--- Aim of the task ---
Write out the data verbatim, beginning at the line that contains "the motorcycle in" and stopping after the line that contains "column 286, row 515", with both of those lines included.

--- Dataset entries ---
>>>

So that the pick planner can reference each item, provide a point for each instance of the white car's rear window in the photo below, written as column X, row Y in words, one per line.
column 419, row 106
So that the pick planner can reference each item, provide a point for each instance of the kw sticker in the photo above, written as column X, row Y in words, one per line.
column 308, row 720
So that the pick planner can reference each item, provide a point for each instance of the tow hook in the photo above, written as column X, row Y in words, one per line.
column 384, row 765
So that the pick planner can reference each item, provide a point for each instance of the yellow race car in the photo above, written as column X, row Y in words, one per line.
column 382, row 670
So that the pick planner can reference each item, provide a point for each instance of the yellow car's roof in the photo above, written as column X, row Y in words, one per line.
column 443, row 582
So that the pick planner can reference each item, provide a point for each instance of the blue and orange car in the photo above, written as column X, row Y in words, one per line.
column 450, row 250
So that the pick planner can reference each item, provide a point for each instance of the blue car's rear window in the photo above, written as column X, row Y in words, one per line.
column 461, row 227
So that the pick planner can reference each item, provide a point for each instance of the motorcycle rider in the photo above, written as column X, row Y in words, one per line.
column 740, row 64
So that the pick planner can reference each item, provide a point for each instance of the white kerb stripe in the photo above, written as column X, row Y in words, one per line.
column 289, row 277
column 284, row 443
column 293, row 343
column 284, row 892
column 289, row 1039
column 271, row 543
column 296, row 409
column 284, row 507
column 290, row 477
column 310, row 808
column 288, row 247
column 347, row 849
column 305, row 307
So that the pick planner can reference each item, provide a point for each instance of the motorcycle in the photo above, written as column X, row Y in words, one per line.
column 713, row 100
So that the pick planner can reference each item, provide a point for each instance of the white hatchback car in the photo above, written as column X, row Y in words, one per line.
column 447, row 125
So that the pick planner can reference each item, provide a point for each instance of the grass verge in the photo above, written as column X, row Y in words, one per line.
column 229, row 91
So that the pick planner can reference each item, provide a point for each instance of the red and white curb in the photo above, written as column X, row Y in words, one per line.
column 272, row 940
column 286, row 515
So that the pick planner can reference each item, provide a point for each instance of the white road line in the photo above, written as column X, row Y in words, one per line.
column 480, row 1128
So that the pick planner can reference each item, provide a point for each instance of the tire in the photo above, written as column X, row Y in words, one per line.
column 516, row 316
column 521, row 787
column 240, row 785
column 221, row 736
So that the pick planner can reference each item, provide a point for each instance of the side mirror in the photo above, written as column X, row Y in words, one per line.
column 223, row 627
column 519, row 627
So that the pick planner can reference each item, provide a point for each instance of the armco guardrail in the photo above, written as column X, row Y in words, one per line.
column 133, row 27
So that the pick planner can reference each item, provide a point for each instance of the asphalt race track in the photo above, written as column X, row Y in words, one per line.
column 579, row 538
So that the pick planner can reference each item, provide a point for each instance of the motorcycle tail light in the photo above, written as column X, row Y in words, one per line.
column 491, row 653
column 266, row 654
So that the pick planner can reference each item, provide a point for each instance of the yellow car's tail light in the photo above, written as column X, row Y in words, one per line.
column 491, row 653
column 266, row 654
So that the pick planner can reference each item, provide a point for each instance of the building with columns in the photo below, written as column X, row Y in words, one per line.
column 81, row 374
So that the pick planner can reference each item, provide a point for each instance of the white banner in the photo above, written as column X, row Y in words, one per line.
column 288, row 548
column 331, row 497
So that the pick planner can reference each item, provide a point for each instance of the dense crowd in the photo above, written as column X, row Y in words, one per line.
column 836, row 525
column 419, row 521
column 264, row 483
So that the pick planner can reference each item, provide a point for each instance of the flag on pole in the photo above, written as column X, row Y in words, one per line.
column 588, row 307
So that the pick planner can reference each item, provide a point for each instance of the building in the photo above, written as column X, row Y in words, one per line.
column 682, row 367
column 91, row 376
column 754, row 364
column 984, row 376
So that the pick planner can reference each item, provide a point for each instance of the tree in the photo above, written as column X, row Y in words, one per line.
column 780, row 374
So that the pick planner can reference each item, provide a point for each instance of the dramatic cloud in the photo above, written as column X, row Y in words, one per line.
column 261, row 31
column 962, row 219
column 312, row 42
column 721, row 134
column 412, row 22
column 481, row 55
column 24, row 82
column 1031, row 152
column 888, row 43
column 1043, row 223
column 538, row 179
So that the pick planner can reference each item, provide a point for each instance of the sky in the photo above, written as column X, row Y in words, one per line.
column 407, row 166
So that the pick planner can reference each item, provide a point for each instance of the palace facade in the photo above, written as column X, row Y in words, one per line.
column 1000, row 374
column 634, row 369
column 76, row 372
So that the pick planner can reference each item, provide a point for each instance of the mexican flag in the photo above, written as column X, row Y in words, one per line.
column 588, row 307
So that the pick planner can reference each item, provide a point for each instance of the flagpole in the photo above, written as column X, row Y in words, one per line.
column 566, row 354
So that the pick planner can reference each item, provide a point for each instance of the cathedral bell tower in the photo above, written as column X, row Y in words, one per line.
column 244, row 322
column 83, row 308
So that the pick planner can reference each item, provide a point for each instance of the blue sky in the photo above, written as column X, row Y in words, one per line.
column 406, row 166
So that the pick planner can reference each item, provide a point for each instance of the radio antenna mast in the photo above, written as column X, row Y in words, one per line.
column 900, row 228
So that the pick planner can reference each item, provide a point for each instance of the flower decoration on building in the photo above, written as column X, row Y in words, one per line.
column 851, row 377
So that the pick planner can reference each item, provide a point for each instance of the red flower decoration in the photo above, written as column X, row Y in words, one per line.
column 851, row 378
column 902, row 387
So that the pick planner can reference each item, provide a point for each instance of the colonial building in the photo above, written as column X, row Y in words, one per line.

<<<

--- Exercise response ---
So that the pick planner can reference each item, provide a point for each instance of the motorcycle in the photo above, written as column X, row Y in words, one per line.
column 713, row 100
So that the pick planner can reference each item, provide a point for each instance of the white hatchback car in the photo above, written as column X, row Y in words, one per line.
column 447, row 125
So that the pick planner can reference each item, provide a point for each instance of the grass verge in the photo above, written as column X, row Y in words, one per line.
column 229, row 91
So that the pick planner can reference each item, provide a point for each instance of the red and white curb in the photo above, written as column X, row Y in words, one per line.
column 272, row 940
column 286, row 515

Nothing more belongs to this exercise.